> What you need to do:
1. Answer these questions using the passage about the James brothers:
(a) Whom did Jesse James marry by 1874?
(b) Who was Frank James's attorney at his Alabama trial?
(c) How much reward did the governor of Missouri offer for Jesse James?
2. Copy part of the passage about the James brothers, replacing "attorney" with "lawyer". Begin at the words "Frank James went" and stop after "February 18, 1915.".
3. List every full calendar date that gives a month, a day, and a year in the passage about the James brothers.

The outlaws of the American frontier may have been made famous by flamboyant characters in books, novels and television shows, but life as an outlaw was never really a glamorous or appealing way of life. By 1874, Jesse James gave up some of his criminal activities and married his first cousin, Zee. He was rumored to have many girlfriends as well. In 1881, while the James gang was in West-Central Alabama, during their infamous raids on the South, Jesse found a lover in Selma, Alabama. The couple often stayed together at the Saint James Hotel, located on the banks of the Alabama River. Because Jesse and his gang never stayed in one place very long, the relationship between Jesse and his Selma lover was short lived.

Frank James went on trial in Alabama on April 25, 1884, for his involvement in a robbery of a government payroll near Muscle Shoals, Alabama. Dozens of witnesses identified Frank as the robber, but the case was heated and the cross examinations were brutal. In the end, Franks James’s attorney, Leroy Walker, was successful in his portrayal of Frank as a war hero, and he was acquitted on all charges, walking out of the Huntsville Federal Court House (Calhoun House) in Madison County, Alabama, a free man. Frank later moved and lived throughout the southern states, working different jobs until his death on February 18, 1915.

Jesse James died on April 3, 1882 after he was betrayed by a member of his gang named, Bob Fords. Fords was a new member of the James gang and shortly after the governor of Missouri offered a $5,000 reward for Jesse James, Ford met with the governor and organized the assassination. Jesse’s death hit national headlines all over America. One of the greatest American outlaws had finally met his end. Or did he?

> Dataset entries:
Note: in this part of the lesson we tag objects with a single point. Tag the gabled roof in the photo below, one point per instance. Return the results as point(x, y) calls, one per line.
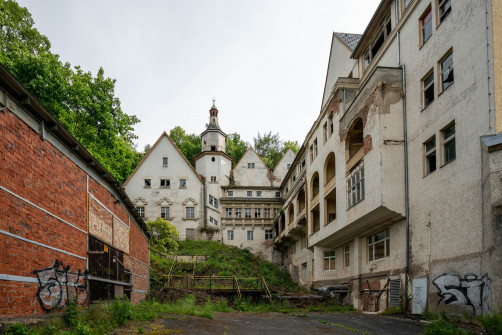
point(153, 148)
point(245, 154)
point(350, 40)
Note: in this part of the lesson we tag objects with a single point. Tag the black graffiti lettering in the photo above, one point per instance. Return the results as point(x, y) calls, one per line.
point(57, 285)
point(470, 291)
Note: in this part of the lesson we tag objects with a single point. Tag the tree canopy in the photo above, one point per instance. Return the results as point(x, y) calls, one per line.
point(86, 105)
point(271, 148)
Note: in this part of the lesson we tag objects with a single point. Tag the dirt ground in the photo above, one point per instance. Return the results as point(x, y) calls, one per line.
point(275, 323)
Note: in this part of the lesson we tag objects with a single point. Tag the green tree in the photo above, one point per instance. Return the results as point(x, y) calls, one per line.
point(269, 148)
point(189, 144)
point(86, 105)
point(236, 147)
point(164, 235)
point(293, 145)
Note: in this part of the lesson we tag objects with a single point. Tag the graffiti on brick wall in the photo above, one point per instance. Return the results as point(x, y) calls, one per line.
point(57, 285)
point(468, 291)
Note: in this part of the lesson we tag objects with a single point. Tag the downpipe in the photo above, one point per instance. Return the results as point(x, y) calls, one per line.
point(406, 182)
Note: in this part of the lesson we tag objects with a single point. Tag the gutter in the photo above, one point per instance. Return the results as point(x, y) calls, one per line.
point(406, 179)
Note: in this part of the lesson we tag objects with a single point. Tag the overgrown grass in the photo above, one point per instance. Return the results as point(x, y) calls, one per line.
point(225, 260)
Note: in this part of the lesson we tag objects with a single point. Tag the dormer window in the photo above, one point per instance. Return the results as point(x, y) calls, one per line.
point(378, 41)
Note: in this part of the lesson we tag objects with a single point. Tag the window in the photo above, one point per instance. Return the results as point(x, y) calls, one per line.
point(355, 186)
point(379, 245)
point(190, 212)
point(329, 260)
point(447, 71)
point(444, 8)
point(430, 156)
point(141, 211)
point(377, 42)
point(426, 25)
point(346, 256)
point(428, 89)
point(448, 138)
point(164, 212)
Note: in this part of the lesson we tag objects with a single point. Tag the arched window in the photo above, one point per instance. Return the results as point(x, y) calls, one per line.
point(329, 168)
point(315, 184)
point(355, 138)
point(291, 213)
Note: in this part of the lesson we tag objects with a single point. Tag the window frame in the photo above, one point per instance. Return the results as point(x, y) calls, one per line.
point(425, 88)
point(422, 26)
point(166, 182)
point(329, 256)
point(355, 179)
point(163, 212)
point(183, 183)
point(189, 214)
point(447, 141)
point(427, 153)
point(441, 87)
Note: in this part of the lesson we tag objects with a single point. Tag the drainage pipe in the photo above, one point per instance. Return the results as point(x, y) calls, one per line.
point(406, 184)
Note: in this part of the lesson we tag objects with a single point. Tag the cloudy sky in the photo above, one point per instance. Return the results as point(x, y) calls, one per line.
point(264, 61)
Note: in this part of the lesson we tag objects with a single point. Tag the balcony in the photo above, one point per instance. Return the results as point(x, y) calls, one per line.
point(378, 150)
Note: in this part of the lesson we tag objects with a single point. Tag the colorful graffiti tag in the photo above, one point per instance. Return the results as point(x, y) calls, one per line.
point(57, 285)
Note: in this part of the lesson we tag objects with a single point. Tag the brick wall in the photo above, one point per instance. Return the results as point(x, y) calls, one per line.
point(43, 224)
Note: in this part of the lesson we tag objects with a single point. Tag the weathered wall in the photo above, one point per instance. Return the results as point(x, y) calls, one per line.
point(44, 194)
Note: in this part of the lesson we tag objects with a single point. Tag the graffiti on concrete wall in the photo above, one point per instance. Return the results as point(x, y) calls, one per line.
point(468, 291)
point(57, 285)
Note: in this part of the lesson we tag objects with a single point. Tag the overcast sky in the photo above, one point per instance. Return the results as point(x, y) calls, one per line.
point(264, 61)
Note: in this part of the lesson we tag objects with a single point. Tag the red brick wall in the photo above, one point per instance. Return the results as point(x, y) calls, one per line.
point(35, 170)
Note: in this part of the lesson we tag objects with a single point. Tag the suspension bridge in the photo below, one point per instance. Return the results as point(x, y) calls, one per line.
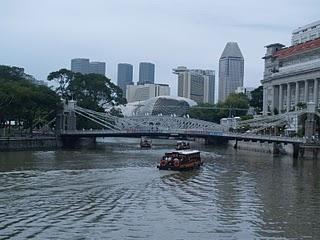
point(167, 126)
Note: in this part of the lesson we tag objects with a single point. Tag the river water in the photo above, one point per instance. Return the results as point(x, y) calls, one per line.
point(115, 191)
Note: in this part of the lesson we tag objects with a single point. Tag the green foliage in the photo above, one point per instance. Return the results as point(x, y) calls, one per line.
point(257, 99)
point(22, 101)
point(62, 77)
point(91, 91)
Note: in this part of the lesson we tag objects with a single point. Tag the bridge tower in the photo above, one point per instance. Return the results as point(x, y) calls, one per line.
point(66, 117)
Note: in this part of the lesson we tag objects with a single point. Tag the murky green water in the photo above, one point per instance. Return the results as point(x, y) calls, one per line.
point(115, 191)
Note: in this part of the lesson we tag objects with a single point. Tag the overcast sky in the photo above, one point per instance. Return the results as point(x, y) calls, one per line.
point(44, 35)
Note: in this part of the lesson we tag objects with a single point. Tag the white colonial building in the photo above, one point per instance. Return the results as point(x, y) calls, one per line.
point(143, 92)
point(291, 76)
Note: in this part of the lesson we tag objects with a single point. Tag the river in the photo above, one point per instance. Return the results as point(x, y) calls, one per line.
point(115, 191)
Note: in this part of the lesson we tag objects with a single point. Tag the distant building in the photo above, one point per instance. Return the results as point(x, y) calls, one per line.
point(146, 73)
point(97, 68)
point(163, 105)
point(306, 33)
point(146, 91)
point(84, 66)
point(125, 76)
point(291, 76)
point(231, 70)
point(196, 84)
point(231, 122)
point(80, 65)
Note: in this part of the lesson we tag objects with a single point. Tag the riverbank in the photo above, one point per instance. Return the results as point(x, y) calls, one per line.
point(29, 143)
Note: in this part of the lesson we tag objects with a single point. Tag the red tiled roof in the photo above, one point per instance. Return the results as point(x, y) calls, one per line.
point(298, 49)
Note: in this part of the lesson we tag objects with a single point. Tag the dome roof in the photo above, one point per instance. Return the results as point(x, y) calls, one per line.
point(162, 105)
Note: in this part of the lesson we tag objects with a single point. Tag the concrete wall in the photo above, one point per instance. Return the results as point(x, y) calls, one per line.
point(19, 144)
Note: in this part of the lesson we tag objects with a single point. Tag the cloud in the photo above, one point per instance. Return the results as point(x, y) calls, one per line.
point(43, 35)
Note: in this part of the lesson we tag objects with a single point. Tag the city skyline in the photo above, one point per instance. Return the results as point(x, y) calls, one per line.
point(231, 70)
point(158, 40)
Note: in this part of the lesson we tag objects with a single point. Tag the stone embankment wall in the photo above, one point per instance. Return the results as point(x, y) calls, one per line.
point(29, 143)
point(264, 147)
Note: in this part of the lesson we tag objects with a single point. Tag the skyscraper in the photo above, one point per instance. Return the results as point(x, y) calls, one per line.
point(84, 66)
point(97, 68)
point(80, 65)
point(231, 70)
point(125, 73)
point(146, 73)
point(196, 84)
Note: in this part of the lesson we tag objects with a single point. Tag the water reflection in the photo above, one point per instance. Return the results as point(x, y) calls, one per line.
point(115, 191)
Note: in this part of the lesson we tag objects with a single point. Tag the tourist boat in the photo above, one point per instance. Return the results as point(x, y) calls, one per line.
point(180, 160)
point(145, 142)
point(181, 145)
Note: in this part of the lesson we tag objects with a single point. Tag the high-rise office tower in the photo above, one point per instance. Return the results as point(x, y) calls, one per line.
point(97, 68)
point(231, 70)
point(80, 65)
point(84, 66)
point(196, 84)
point(125, 75)
point(146, 73)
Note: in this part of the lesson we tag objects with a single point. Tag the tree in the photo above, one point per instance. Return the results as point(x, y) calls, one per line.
point(95, 91)
point(92, 91)
point(24, 102)
point(62, 77)
point(257, 99)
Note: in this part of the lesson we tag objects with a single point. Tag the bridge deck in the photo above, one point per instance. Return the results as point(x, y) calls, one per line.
point(182, 133)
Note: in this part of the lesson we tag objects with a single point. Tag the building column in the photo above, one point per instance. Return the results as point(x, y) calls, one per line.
point(265, 104)
point(297, 96)
point(280, 98)
point(272, 100)
point(288, 97)
point(306, 91)
point(315, 92)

> Results:
1.
(a) His first cousin, Zee.
(b) Leroy Walker.
(c) $5,000.

2.
Frank James went on trial in Alabama on April 25, 1884, for his involvement in a robbery of a government payroll near Muscle Shoals, Alabama. Dozens of witnesses identified Frank as the robber, but the case was heated and the cross examinations were brutal. In the end, Franks James’s lawyer, Leroy Walker, was successful in his portrayal of Frank as a war hero, and he was acquitted on all charges, walking out of the Huntsville Federal Court House (Calhoun House) in Madison County, Alabama, a free man. Frank later moved and lived throughout the southern states, working different jobs until his death on February 18, 1915.

3.
April 25, 1884
February 18, 1915
April 3, 1882